Directions
In the text on Bárbara Raquel Paz below, write out word for word the passage starting at "Brazilian actress (born" and ending at "in Brazilian culture.".

Brazilian actress (born 1974)

Bárbara Raquel Paz (born 17 October 1974) is a Brazilian actress, producer, and director.

== Life and career ==
Paz graduated from the Macunaíma Theatre School and from the Antunes Centre for Theatre Research (CPT) and is a long-standing member of TAPA, a São Paulo based performing arts group. She has performed in over 25 plays by a wide range of playwrights from Oscar Wilde to Tennessee Williams.

In 2013, in recognition of her distinguished acting career, the Ministry of Culture awarded her the Medalha Cavaleiro (Knight's Medal). Paz is also under permanent contract to TV Globo and has played in many of their soap operas and mini-series. She is the presenter of the Canal Brasil programme A Arte do Encontro (The Art of the Interview) in which she converses with well-known figures in Brazilian culture.

Supplied entries
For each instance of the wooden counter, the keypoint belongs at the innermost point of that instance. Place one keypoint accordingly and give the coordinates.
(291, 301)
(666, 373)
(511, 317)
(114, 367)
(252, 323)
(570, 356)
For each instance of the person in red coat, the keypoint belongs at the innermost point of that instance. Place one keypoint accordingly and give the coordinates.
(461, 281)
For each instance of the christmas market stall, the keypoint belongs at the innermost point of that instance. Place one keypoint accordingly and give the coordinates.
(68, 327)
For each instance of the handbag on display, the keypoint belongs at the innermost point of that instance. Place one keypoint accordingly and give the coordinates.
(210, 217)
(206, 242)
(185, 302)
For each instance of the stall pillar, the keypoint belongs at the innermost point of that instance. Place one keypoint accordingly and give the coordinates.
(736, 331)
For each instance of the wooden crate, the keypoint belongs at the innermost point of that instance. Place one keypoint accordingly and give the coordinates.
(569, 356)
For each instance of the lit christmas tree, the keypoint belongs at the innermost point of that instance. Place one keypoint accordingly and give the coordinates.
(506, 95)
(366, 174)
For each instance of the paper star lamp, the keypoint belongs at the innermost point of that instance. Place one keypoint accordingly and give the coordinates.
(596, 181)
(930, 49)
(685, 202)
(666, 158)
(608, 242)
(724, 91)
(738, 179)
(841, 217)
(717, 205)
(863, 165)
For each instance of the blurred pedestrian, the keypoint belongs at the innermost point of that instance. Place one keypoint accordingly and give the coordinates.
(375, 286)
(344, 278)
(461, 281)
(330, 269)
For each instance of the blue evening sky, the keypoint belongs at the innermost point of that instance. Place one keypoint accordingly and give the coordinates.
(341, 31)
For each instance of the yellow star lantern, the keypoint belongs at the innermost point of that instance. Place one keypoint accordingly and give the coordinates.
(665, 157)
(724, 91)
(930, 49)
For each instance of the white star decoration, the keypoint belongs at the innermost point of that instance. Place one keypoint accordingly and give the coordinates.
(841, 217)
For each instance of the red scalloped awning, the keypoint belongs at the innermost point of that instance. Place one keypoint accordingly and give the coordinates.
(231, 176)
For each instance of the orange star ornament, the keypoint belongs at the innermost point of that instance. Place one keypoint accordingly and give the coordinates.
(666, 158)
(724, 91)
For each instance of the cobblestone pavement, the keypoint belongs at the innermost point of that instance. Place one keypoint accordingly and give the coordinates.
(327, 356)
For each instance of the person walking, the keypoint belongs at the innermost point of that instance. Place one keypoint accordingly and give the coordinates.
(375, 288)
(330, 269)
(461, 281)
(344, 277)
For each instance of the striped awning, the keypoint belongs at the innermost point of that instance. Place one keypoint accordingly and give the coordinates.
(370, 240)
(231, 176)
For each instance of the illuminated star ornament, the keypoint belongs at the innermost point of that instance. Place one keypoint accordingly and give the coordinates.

Written response
Brazilian actress (born 1974)

Bárbara Raquel Paz (born 17 October 1974) is a Brazilian actress, producer, and director.

== Life and career ==
Paz graduated from the Macunaíma Theatre School and from the Antunes Centre for Theatre Research (CPT) and is a long-standing member of TAPA, a São Paulo based performing arts group. She has performed in over 25 plays by a wide range of playwrights from Oscar Wilde to Tennessee Williams.

In 2013, in recognition of her distinguished acting career, the Ministry of Culture awarded her the Medalha Cavaleiro (Knight's Medal). Paz is also under permanent contract to TV Globo and has played in many of their soap operas and mini-series. She is the presenter of the Canal Brasil programme A Arte do Encontro (The Art of the Interview) in which she converses with well-known figures in Brazilian culture.